▸ **About this task**: Could you set down every entry below exactly as it is?

▸ **Dataset records**:
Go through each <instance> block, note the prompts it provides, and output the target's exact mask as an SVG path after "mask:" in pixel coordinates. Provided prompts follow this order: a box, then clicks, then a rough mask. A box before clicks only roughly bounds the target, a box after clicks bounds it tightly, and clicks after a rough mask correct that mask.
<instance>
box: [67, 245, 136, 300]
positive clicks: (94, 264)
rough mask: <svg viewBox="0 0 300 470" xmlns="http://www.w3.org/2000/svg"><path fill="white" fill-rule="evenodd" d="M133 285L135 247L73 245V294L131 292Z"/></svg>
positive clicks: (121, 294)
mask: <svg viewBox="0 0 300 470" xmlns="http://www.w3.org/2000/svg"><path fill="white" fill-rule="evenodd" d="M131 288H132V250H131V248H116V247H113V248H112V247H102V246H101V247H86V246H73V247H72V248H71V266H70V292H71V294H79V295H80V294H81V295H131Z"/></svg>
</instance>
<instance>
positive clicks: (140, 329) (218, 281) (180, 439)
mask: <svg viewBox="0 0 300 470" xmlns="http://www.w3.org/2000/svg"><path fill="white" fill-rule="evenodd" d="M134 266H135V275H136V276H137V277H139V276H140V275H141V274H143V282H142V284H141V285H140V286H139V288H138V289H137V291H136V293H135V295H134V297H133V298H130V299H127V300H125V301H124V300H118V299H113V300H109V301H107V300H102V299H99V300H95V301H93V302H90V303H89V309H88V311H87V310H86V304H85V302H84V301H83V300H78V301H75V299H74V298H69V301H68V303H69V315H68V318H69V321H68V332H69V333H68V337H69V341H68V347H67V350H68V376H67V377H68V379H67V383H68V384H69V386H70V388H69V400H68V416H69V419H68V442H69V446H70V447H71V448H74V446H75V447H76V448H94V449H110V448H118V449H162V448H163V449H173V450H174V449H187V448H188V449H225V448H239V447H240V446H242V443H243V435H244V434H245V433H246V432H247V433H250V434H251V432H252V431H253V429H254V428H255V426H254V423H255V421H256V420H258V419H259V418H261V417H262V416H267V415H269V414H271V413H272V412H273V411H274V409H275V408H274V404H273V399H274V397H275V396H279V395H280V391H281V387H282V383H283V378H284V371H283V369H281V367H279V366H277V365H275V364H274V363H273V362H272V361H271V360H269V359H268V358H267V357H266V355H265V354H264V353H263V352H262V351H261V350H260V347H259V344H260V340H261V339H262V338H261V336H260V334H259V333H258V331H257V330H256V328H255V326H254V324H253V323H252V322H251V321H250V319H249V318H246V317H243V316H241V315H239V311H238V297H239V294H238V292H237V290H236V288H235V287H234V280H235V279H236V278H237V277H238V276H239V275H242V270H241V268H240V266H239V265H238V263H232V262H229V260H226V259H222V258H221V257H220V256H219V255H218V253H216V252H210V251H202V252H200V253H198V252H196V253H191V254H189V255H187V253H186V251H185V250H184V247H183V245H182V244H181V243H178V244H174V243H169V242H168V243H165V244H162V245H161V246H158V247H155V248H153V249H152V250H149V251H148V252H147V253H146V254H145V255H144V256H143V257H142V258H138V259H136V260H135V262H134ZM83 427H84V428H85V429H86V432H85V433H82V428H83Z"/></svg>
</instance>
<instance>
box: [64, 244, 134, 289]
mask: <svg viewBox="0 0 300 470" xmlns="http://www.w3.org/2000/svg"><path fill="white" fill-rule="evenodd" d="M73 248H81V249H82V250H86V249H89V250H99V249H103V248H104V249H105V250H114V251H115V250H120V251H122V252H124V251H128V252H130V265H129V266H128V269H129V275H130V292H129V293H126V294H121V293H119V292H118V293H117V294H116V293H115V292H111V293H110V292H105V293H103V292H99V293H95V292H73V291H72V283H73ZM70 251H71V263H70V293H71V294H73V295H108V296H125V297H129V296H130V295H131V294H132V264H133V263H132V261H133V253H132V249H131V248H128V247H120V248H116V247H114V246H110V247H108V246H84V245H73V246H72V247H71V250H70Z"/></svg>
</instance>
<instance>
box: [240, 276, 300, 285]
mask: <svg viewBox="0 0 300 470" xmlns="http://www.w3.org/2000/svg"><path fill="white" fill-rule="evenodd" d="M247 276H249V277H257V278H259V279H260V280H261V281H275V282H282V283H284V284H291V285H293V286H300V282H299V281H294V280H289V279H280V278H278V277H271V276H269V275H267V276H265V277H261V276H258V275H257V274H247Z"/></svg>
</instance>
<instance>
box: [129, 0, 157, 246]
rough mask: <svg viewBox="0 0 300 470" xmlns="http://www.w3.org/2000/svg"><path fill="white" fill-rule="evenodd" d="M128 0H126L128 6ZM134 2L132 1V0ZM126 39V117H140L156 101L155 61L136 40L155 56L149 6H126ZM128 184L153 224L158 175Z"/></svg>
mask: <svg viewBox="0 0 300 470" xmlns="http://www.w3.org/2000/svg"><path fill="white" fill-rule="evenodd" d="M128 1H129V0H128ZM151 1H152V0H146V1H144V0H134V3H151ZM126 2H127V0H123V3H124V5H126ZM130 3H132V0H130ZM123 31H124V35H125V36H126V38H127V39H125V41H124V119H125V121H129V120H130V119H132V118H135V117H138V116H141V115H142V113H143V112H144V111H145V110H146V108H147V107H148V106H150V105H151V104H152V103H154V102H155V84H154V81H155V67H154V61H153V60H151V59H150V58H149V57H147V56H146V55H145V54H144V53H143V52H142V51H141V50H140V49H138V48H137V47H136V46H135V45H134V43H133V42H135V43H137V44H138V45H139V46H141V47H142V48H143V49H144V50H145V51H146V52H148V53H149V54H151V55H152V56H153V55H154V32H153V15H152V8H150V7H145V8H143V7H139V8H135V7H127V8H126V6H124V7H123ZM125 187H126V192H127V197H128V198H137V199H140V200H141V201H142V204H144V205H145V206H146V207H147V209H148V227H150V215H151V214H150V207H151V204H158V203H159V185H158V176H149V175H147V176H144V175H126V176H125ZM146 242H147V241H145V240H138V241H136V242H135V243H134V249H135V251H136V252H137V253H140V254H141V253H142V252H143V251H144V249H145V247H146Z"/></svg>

▸ **Task answer**:
Go through each <instance> block, note the prompts it provides, and output the target's exact mask as an SVG path after "mask:" in pixel coordinates. Provided prompts follow this order: a box, then clicks, then a rough mask. A box before clicks only roughly bounds the target, a box after clicks bounds it tightly, and clicks after a rough mask correct that mask.
<instance>
box: [67, 245, 136, 300]
positive clicks: (94, 264)
rough mask: <svg viewBox="0 0 300 470" xmlns="http://www.w3.org/2000/svg"><path fill="white" fill-rule="evenodd" d="M133 285L135 247L73 245V294L131 292Z"/></svg>
positive clicks: (121, 294)
mask: <svg viewBox="0 0 300 470" xmlns="http://www.w3.org/2000/svg"><path fill="white" fill-rule="evenodd" d="M131 288H132V250H131V248H116V247H113V248H112V247H102V246H101V247H86V246H73V247H72V248H71V266H70V292H71V294H79V295H80V294H81V295H131Z"/></svg>
</instance>
<instance>
positive clicks: (140, 329) (218, 281) (180, 439)
mask: <svg viewBox="0 0 300 470" xmlns="http://www.w3.org/2000/svg"><path fill="white" fill-rule="evenodd" d="M134 266H135V275H136V276H137V277H139V276H140V275H141V274H143V282H142V284H141V285H140V286H139V288H138V289H137V291H136V293H135V295H134V297H133V298H130V299H127V300H125V301H124V300H118V299H113V300H109V301H107V300H102V299H99V300H95V301H93V302H90V303H89V309H88V311H87V310H86V304H85V302H84V301H83V300H78V301H75V299H74V298H69V301H68V303H69V315H68V318H69V321H68V332H69V333H68V337H69V341H68V347H67V350H68V376H67V377H68V379H67V383H68V384H69V386H70V388H69V400H68V416H69V419H68V442H69V446H70V447H71V448H74V446H75V447H76V448H94V449H110V448H118V449H162V448H163V449H173V450H174V449H187V448H188V449H225V448H239V447H240V446H242V443H243V435H244V434H245V433H246V432H247V433H250V434H251V432H252V431H253V429H254V428H255V426H254V423H255V421H256V420H258V419H259V418H261V417H262V416H267V415H269V414H271V413H272V412H273V411H274V409H275V408H274V404H273V399H274V397H275V396H279V395H280V391H281V387H282V383H283V378H284V371H283V369H281V367H279V366H277V365H275V364H274V363H273V362H272V361H271V360H269V359H268V358H267V357H266V355H265V354H264V353H263V352H262V351H261V350H260V347H259V344H260V340H261V339H262V338H261V336H260V334H259V333H258V331H257V330H256V328H255V326H254V324H253V323H252V322H251V321H250V319H249V318H246V317H243V316H241V315H239V311H238V297H239V294H238V292H237V290H236V288H235V287H234V280H235V279H236V278H237V277H238V276H239V275H242V270H241V268H240V266H239V265H238V263H232V262H229V260H226V259H222V258H221V257H220V256H219V255H218V253H216V252H210V251H202V252H200V253H198V252H196V253H191V254H189V255H187V253H186V251H185V250H184V247H183V245H182V244H181V243H178V244H174V243H169V242H168V243H165V244H162V245H161V246H158V247H155V248H153V249H152V250H149V251H148V252H147V253H146V254H145V255H144V256H143V257H142V258H138V259H136V260H135V262H134ZM83 427H84V428H85V429H86V432H85V433H82V428H83Z"/></svg>
</instance>
<instance>
box: [64, 244, 134, 289]
mask: <svg viewBox="0 0 300 470" xmlns="http://www.w3.org/2000/svg"><path fill="white" fill-rule="evenodd" d="M73 248H81V249H82V250H86V249H89V250H99V249H103V248H104V249H105V250H114V251H115V250H120V251H122V252H124V251H128V252H130V265H129V266H128V269H129V275H130V292H129V293H126V294H121V293H119V292H118V293H117V294H116V293H115V292H111V293H110V292H105V293H103V292H99V293H95V292H73V291H72V283H73ZM70 251H71V263H70V293H71V294H73V295H108V296H125V297H129V296H130V295H131V294H132V264H133V263H132V261H133V253H132V249H131V248H128V247H120V248H116V247H114V246H110V247H108V246H84V245H73V246H72V247H71V250H70Z"/></svg>
</instance>
<instance>
box: [240, 276, 300, 285]
mask: <svg viewBox="0 0 300 470" xmlns="http://www.w3.org/2000/svg"><path fill="white" fill-rule="evenodd" d="M247 276H249V277H257V278H259V279H260V280H261V281H275V282H282V283H284V284H291V285H293V286H300V282H299V281H294V280H289V279H280V278H278V277H271V276H269V275H267V276H265V277H261V276H258V275H257V274H247Z"/></svg>
</instance>
<instance>
box: [129, 0, 157, 246]
rough mask: <svg viewBox="0 0 300 470" xmlns="http://www.w3.org/2000/svg"><path fill="white" fill-rule="evenodd" d="M128 0H126L128 6ZM134 2L132 1V0ZM126 39V117H140L156 101L155 61L136 40L155 56L149 6H126ZM128 184L153 224L158 175Z"/></svg>
mask: <svg viewBox="0 0 300 470" xmlns="http://www.w3.org/2000/svg"><path fill="white" fill-rule="evenodd" d="M128 1H129V0H128ZM151 1H152V0H146V1H144V0H134V3H151ZM126 2H127V0H123V3H124V5H126ZM130 3H132V0H130ZM123 31H124V35H125V36H126V38H127V39H125V41H124V119H125V121H129V120H130V119H132V118H135V117H138V116H141V115H142V113H143V112H144V111H145V110H146V108H147V107H148V106H150V105H151V104H152V103H154V102H155V84H154V81H155V67H154V61H153V60H151V59H150V58H149V57H147V56H146V55H145V54H144V53H143V52H142V51H141V50H140V49H138V48H137V47H136V46H135V45H134V43H133V42H135V43H137V44H138V45H139V46H141V47H142V48H143V49H144V50H145V51H146V52H148V53H149V54H151V55H152V56H153V55H154V32H153V15H152V8H150V7H145V8H143V7H139V8H135V7H127V8H126V6H124V7H123ZM125 187H126V192H127V197H128V198H137V199H140V200H141V201H142V204H144V205H145V206H146V207H147V209H148V227H150V215H151V214H150V207H151V204H158V203H159V185H158V176H149V175H147V176H144V175H126V176H125ZM146 242H147V241H145V240H138V241H136V242H135V243H134V249H135V251H136V252H137V253H140V254H141V253H142V252H143V251H144V249H145V247H146Z"/></svg>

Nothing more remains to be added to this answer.